▸ **EXTRAIT DU TEXTE**
▼

Gérard Lachiver : D'une part, la conscience environnementale a
pris une place importante. Les gens craignent les impacts visuels ou les
effets sur la qualité de vie de certains projets, ce qui refroidit les
volontés politiques. Mais surtout, les Québécois ont été échaudés depuis
quelques années par des projets qui ont été très mal pilotés, et dont
les coûts ont été faramineux. On n'a qu'à penser au métro à Laval, au
CHUM ou au stade olympique. La façon de rattraper ça et d'initier de
grands projets sera de prôner le développement environnemental et des
réalisations responsables. Bref, de baser nos développements sur des
solutions propres. Ces technologies seront plus facilement acceptées par
la population.
Liaison
: Nos infrastructures routières sont en piètre état. Est-ce que ce
problème constitue une bombe à retardement?
G. Lachiver :
C'est un problème qui est déjà bien présent. Il y a eu des coupures
budgétaires énormes, et la maintenance des ouvrages est clairement
insuffisante. Le problème n'est pas qu'on construit plus mal au Québec :
la province exporte sa technologie. Le hic, c'est que l'entretien des
ouvrages est souvent reporté dans les priorités. Plus on attend pour
affronter ce problème, plus la solution sera coûteuse.
Liaison
: Pourquoi nos routes sont-elles si cabossées et parsemées de
nids-de-poule? Est-ce uniquement la faute du climat?

▲

▸ **DONNÉES BRUTES**
▼

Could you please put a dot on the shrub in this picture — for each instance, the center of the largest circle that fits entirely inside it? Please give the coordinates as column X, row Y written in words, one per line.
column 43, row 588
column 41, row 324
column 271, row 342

▲

▸ **CONSIGNE**
Dans l'entretien sur les infrastructures du Québec, mettez en anglais cette phrase : « Plus on attend pour affronter ce problème, plus la solution sera coûteuse. »

▸ **RÉPONSE**
The longer we wait to tackle this problem, the more costly the solution will be.